EXERCISE -
Reproduce all records exactly.

LISTED RECORDS -
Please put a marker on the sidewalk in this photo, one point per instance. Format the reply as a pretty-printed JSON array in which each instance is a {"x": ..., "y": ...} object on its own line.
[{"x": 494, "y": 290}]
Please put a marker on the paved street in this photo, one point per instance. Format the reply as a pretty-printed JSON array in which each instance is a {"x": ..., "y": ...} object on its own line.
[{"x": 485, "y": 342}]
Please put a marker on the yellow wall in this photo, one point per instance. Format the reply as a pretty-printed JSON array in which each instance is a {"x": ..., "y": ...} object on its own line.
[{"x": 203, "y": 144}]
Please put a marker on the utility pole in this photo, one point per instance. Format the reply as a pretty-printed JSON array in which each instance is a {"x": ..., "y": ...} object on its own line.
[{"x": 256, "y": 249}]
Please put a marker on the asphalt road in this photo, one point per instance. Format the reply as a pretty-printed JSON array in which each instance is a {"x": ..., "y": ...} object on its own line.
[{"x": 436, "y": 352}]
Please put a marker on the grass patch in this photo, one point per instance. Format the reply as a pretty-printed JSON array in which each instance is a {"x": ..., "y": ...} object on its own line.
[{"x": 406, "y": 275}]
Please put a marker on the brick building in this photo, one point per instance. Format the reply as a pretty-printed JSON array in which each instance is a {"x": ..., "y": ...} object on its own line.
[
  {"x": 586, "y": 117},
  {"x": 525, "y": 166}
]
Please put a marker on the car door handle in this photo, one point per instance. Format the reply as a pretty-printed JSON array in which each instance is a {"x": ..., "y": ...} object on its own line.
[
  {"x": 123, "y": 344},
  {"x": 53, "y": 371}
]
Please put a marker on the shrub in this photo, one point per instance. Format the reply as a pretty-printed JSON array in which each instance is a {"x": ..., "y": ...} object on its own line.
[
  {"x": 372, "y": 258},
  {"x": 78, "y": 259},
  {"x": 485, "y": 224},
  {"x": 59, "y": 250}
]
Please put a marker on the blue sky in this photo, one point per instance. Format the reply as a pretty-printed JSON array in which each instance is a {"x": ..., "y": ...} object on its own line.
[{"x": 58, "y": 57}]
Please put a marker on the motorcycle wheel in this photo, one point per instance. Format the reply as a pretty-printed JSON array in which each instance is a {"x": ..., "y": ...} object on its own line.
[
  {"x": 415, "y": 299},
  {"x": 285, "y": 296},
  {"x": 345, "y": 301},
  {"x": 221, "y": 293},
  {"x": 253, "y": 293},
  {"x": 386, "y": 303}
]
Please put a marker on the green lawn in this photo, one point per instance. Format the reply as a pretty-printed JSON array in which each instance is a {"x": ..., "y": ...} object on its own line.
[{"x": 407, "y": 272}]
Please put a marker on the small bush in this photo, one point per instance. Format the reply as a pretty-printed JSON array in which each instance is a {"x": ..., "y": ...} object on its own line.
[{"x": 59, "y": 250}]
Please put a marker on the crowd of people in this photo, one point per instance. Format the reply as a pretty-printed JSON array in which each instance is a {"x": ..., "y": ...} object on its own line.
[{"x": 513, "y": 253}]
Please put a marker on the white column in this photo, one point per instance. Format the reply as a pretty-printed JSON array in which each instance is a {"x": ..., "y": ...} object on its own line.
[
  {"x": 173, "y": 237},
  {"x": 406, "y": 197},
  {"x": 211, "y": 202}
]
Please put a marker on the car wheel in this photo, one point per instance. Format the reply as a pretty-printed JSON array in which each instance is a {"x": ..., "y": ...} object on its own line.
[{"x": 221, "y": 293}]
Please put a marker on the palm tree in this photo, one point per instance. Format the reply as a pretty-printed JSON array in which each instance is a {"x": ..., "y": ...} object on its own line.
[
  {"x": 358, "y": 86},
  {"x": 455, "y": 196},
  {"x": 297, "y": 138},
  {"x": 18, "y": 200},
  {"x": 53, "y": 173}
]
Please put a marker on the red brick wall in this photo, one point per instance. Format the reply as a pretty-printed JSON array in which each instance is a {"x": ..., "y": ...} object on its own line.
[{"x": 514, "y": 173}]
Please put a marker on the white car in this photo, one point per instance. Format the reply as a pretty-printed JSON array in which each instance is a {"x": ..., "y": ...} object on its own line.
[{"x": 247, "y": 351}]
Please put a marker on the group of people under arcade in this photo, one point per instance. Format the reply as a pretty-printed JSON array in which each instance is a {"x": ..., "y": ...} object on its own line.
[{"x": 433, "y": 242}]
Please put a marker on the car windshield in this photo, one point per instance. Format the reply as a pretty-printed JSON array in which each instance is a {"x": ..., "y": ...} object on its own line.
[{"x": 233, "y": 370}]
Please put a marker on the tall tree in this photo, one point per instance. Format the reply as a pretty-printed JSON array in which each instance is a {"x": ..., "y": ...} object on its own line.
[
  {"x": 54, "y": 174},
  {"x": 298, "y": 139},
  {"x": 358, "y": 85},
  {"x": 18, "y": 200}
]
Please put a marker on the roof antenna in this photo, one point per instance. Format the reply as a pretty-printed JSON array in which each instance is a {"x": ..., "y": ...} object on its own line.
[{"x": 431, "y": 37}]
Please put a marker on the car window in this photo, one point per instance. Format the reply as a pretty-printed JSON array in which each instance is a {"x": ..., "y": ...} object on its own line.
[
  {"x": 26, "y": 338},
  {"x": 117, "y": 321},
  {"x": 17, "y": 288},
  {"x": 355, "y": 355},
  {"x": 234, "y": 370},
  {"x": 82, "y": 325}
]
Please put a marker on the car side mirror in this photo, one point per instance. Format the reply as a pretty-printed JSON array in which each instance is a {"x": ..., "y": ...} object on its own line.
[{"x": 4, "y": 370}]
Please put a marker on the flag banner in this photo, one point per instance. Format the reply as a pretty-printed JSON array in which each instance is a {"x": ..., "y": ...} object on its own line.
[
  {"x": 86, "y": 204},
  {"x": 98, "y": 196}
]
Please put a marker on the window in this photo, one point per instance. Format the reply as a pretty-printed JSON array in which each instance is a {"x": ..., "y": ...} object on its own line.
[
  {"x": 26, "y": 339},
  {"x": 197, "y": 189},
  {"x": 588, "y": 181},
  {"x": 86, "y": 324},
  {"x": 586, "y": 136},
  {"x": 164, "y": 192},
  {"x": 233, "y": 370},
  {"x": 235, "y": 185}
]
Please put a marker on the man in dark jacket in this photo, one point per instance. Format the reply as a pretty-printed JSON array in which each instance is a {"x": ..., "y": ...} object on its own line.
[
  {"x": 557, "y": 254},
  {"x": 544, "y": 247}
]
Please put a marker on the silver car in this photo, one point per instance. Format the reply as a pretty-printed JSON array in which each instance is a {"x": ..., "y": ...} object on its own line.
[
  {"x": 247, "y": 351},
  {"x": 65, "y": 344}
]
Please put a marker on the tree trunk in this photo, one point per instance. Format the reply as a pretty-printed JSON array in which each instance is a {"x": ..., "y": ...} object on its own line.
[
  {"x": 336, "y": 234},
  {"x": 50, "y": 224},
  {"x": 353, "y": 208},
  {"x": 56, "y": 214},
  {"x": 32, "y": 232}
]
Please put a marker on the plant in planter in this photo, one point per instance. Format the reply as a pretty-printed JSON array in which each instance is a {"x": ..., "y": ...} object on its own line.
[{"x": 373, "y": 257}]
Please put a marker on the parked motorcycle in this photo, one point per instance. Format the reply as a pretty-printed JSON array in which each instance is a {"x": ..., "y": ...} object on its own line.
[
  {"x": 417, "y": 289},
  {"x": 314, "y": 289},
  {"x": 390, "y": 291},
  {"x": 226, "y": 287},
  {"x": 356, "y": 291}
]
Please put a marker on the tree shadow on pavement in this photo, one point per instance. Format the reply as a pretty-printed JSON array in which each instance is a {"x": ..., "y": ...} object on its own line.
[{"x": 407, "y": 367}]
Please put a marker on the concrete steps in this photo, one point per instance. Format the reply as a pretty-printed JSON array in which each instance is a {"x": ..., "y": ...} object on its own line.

ANSWER TO THE EXERCISE -
Please put a marker on the sidewalk in this photo, one point per instance. Format the reply as a pretty-printed JSON array in which each instance is a {"x": ..., "y": ...} object on its own line.
[{"x": 494, "y": 290}]
Please put a marker on the paved street in this photo, one point per instance. Format the reply as a pretty-printed JSON array in which each instance is a {"x": ..., "y": ...} object on its own line.
[{"x": 485, "y": 342}]
Please put a marker on the yellow wall in this photo, one point per instance. Format the reply as a pretty-printed JSON array in which each instance is a {"x": ..., "y": ...} object on its own line.
[{"x": 203, "y": 144}]
Please put a marker on the utility pole in this photo, one point per instance. Format the reply as a pretty-printed JSON array in which each instance is a {"x": ..., "y": ...} object on its own line.
[{"x": 256, "y": 249}]
Please put a marker on the asphalt road in this photo, one point per instance. Format the reply as a pretty-printed JSON array in which each instance is a {"x": ..., "y": ...} object on its own line.
[{"x": 436, "y": 352}]
Please put a marker on the grass patch in this photo, one point per instance. Format the reply as a pretty-printed JSON array in which each instance is a {"x": ..., "y": ...} object on its own line.
[{"x": 406, "y": 275}]
Please put a marker on the brick building in this photo, one point per instance. Format the reply as a pretty-printed JSON array in which each instance is a {"x": ..., "y": ...} object on its own line.
[
  {"x": 586, "y": 117},
  {"x": 525, "y": 166}
]
Please put a marker on the car door handle in this photo, one point per instance. Format the reply as a pretty-printed JSON array in which each instance is a {"x": ..., "y": ...} object on its own line.
[
  {"x": 123, "y": 344},
  {"x": 53, "y": 371}
]
Please put a marker on the shrub in this photo, one point per instance. Format the reply as a pretty-printed JSON array in which each instance is a {"x": ..., "y": ...} object on its own line.
[
  {"x": 372, "y": 258},
  {"x": 78, "y": 259},
  {"x": 485, "y": 224},
  {"x": 59, "y": 250}
]
Please put a marker on the blue sky in this photo, one point per instance. Format the reply as a pretty-printed JSON array in which each instance is a {"x": ..., "y": ...} object on its own line.
[{"x": 58, "y": 57}]
Please put a marker on the motorcycle wheel in this photo, one point per instance. Format the reply as a pretty-printed JSON array in which each instance is a {"x": ..., "y": ...} object on its own line.
[
  {"x": 415, "y": 299},
  {"x": 285, "y": 296},
  {"x": 345, "y": 301},
  {"x": 221, "y": 293},
  {"x": 253, "y": 293},
  {"x": 386, "y": 303}
]
Please put a marker on the green lawn in this photo, one point per instance. Format the reply as a pretty-printed JSON array in which each instance is a {"x": ..., "y": ...} object on its own line.
[{"x": 407, "y": 272}]
Please put a marker on the small bush in this photo, one point per instance. Format the reply as a pretty-printed JSON array in which each instance is a {"x": ..., "y": ...} object on its own line.
[{"x": 59, "y": 250}]
Please put a marker on the crowd of people in this photo, one point per instance. Format the reply as a pretty-printed JSON array in which each instance is a {"x": ..., "y": ...} object on its own line.
[{"x": 513, "y": 253}]
Please put a marker on the white column in this photo, one point per instance. Format the reply as a pretty-printed JSON array in which each instance is a {"x": ..., "y": ...} object on its own line.
[
  {"x": 173, "y": 237},
  {"x": 406, "y": 197},
  {"x": 211, "y": 202}
]
Please put a marker on the car wheel in this photo, one point per instance. Format the reply as a pretty-printed JSON array in which each instance is a {"x": ..., "y": ...} object on its own line.
[{"x": 221, "y": 293}]
Please put a marker on the palm tree in this photo, one point per instance. Format the reply as a pretty-printed JSON array in which each instance is a {"x": ..., "y": ...} object on its own line.
[
  {"x": 358, "y": 86},
  {"x": 455, "y": 196},
  {"x": 297, "y": 138},
  {"x": 18, "y": 200},
  {"x": 53, "y": 173}
]
Please put a marker on the red brick wall in this photo, one point per instance. Format the reply as a pretty-printed JSON array in which each instance is a {"x": ..., "y": ...} object on its own line.
[{"x": 514, "y": 173}]
Please put a marker on the white car in this photo, one point per instance. Format the reply as a pretty-printed JSON array in which each instance is a {"x": ..., "y": ...} object on its own line.
[{"x": 247, "y": 351}]
Please put a marker on the group of people under arcade in this photo, one point per instance. Format the reply as a pretty-printed JSON array in which each instance is a {"x": ..., "y": ...} object on its own line.
[{"x": 433, "y": 242}]
Please put a marker on the car windshield in this photo, one point per instance. Format the reply as a pretty-printed JSON array in which each instance is a {"x": ..., "y": ...} object on its own line.
[{"x": 233, "y": 370}]
Please put a marker on the tall tree in this photo, one point per instance. Format the reply as a pretty-printed JSON array in which each instance is a {"x": ..., "y": ...} object on its own line.
[
  {"x": 54, "y": 174},
  {"x": 298, "y": 139},
  {"x": 358, "y": 85},
  {"x": 18, "y": 200}
]
Please put a marker on the roof antenna in this photo, one point per instance. Format the reply as a pretty-printed JSON array in which each instance is a {"x": ..., "y": ...} object on its own line.
[{"x": 431, "y": 37}]
Please put a marker on the car window in this photo, one point per instance. Format the reply as a pretty-printed JSON array in which each instance is a {"x": ..., "y": ...} object on its own line.
[
  {"x": 26, "y": 338},
  {"x": 117, "y": 321},
  {"x": 17, "y": 288},
  {"x": 355, "y": 355},
  {"x": 234, "y": 370},
  {"x": 82, "y": 325}
]
Please put a marker on the car side mirror in this photo, one point per instance. Format the reply as a pretty-printed JSON array in which each instance is a {"x": ..., "y": ...} object on its own line.
[{"x": 4, "y": 370}]
Please put a marker on the flag banner in this photo, one point per instance. Format the reply as a pretty-printed JSON array in which each instance is a {"x": ..., "y": ...} object on its own line.
[
  {"x": 86, "y": 204},
  {"x": 98, "y": 196}
]
Please put a marker on the window in this photo, one point per instance. Format the reply as a pretty-printed JSON array in which each instance is a {"x": ..., "y": ...} object on its own line.
[
  {"x": 26, "y": 339},
  {"x": 197, "y": 189},
  {"x": 588, "y": 181},
  {"x": 86, "y": 324},
  {"x": 586, "y": 136},
  {"x": 164, "y": 192},
  {"x": 233, "y": 370},
  {"x": 235, "y": 185}
]
Please put a marker on the man in dark jacket in this photo, one point per instance. Format the reply as a pretty-printed JSON array in which each instance is a {"x": ..., "y": ...} object on its own line.
[
  {"x": 557, "y": 254},
  {"x": 544, "y": 247}
]
Please put a marker on the silver car in this photo, one point per instance. Format the reply as a pretty-printed JSON array in which each instance is a {"x": ..., "y": ...} object on its own line.
[
  {"x": 247, "y": 351},
  {"x": 65, "y": 344}
]
Please put a marker on the tree trunk in this photo, one point per instance. Format the reply as a pretty-printed JSON array in which each instance is a {"x": ..., "y": ...} object on its own line.
[
  {"x": 336, "y": 234},
  {"x": 50, "y": 224},
  {"x": 353, "y": 208},
  {"x": 56, "y": 214},
  {"x": 32, "y": 232}
]
Please put a marker on the plant in planter in this photo, one point per instance. Format the reply as a pretty-printed JSON array in which each instance is a {"x": ..., "y": ...} object on its own line.
[{"x": 373, "y": 257}]
Please put a marker on the parked motorcycle in this photo, one point per instance. Format the reply as a pretty-printed JSON array in which each instance is a {"x": ..., "y": ...} object on its own line.
[
  {"x": 417, "y": 289},
  {"x": 314, "y": 289},
  {"x": 390, "y": 291},
  {"x": 226, "y": 287},
  {"x": 356, "y": 291}
]
Please put a marker on the tree shadow on pavement in this photo, one point per instance. Format the reply as a pretty-printed JSON array in which each instance is a {"x": ..., "y": ...} object on its own line.
[{"x": 407, "y": 367}]
Please put a marker on the concrete steps in this photo, one point per instance. Format the reply as a pretty-printed JSON array in which each instance is a {"x": ..., "y": ...} object on its own line.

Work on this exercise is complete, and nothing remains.